#### HOW TO COMPLETE THIS TASK
Include in the output the line containing "Target: boat interior" and each subsequent line of the records, through the end, transcribed exactly. Add nothing else.

--- --- ---

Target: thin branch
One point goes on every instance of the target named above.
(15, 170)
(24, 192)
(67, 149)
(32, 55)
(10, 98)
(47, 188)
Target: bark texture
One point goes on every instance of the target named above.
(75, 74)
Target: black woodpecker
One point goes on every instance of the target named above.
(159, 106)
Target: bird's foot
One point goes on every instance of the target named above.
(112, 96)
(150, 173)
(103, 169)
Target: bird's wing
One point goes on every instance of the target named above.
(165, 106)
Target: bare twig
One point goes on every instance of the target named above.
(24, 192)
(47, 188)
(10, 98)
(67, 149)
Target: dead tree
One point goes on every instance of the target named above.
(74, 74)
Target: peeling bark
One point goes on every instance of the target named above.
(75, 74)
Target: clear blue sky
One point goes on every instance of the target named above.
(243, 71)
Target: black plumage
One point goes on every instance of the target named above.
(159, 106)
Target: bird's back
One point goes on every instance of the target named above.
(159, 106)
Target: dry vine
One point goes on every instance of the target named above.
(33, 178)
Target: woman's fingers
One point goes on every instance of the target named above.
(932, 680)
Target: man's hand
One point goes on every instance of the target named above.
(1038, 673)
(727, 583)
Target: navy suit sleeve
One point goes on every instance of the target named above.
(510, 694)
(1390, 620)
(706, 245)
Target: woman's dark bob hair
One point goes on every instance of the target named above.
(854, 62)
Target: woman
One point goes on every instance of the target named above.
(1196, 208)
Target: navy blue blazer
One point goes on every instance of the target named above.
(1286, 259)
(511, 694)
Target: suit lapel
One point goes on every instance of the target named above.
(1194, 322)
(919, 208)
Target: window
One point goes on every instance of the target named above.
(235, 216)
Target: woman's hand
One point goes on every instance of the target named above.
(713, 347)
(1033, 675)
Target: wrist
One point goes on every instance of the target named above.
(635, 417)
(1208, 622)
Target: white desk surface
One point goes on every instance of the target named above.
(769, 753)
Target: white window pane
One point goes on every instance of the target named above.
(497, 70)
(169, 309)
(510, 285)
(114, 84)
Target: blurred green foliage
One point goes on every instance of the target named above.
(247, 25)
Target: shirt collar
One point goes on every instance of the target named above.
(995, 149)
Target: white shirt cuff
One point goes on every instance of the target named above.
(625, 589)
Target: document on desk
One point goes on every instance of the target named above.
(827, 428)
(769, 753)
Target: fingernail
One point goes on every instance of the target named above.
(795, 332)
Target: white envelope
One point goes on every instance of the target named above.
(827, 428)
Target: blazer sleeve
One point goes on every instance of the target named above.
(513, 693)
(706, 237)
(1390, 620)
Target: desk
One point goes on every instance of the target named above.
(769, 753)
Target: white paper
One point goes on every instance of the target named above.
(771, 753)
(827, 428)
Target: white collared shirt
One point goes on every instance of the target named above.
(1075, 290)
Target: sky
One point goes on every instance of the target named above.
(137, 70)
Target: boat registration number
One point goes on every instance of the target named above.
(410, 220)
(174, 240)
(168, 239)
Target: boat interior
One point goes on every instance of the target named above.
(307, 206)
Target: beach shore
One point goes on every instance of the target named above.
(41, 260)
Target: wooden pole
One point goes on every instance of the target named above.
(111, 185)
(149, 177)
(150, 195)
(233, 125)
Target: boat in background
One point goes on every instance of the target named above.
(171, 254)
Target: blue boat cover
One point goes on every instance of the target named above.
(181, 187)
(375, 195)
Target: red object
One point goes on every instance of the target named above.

--- --- ---

#### ANSWER TO THE PROBLEM
Target: boat interior
One point goes on every instance of the target named above.
(307, 206)
Target: beach shore
One point goes on every instance of the target named above.
(41, 260)
Target: wooden pole
One point goes on every instance of the target named above.
(111, 185)
(149, 177)
(150, 195)
(233, 125)
Target: boat in background
One point goes on every instance of the target named above.
(171, 254)
Target: blue boat cover
One point goes on every instance of the target named above.
(181, 187)
(375, 195)
Target: red object
One point goes on every instance of the target named above.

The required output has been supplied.